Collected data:
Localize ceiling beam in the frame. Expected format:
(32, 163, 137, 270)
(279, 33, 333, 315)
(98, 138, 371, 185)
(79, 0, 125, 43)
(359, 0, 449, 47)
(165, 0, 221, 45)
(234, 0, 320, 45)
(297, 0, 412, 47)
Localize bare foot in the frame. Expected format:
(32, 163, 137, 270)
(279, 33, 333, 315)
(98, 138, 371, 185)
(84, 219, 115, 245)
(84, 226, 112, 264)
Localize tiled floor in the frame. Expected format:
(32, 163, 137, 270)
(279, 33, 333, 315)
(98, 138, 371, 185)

WHAT YOU ARE ASKED TO DO: All of the data above should be set down word for word.

PROBLEM SOLUTION:
Localize ceiling beam in the frame. Expected format:
(32, 163, 137, 270)
(279, 33, 333, 315)
(98, 138, 371, 185)
(79, 0, 125, 43)
(359, 0, 449, 47)
(165, 0, 221, 45)
(234, 0, 320, 45)
(297, 0, 412, 47)
Localize bare foot in the frame. Expected format:
(32, 163, 137, 270)
(279, 33, 333, 315)
(98, 138, 371, 185)
(84, 219, 115, 245)
(84, 226, 112, 264)
Localize tiled floor in the frame. Expected format:
(32, 163, 137, 270)
(279, 33, 333, 315)
(98, 138, 371, 185)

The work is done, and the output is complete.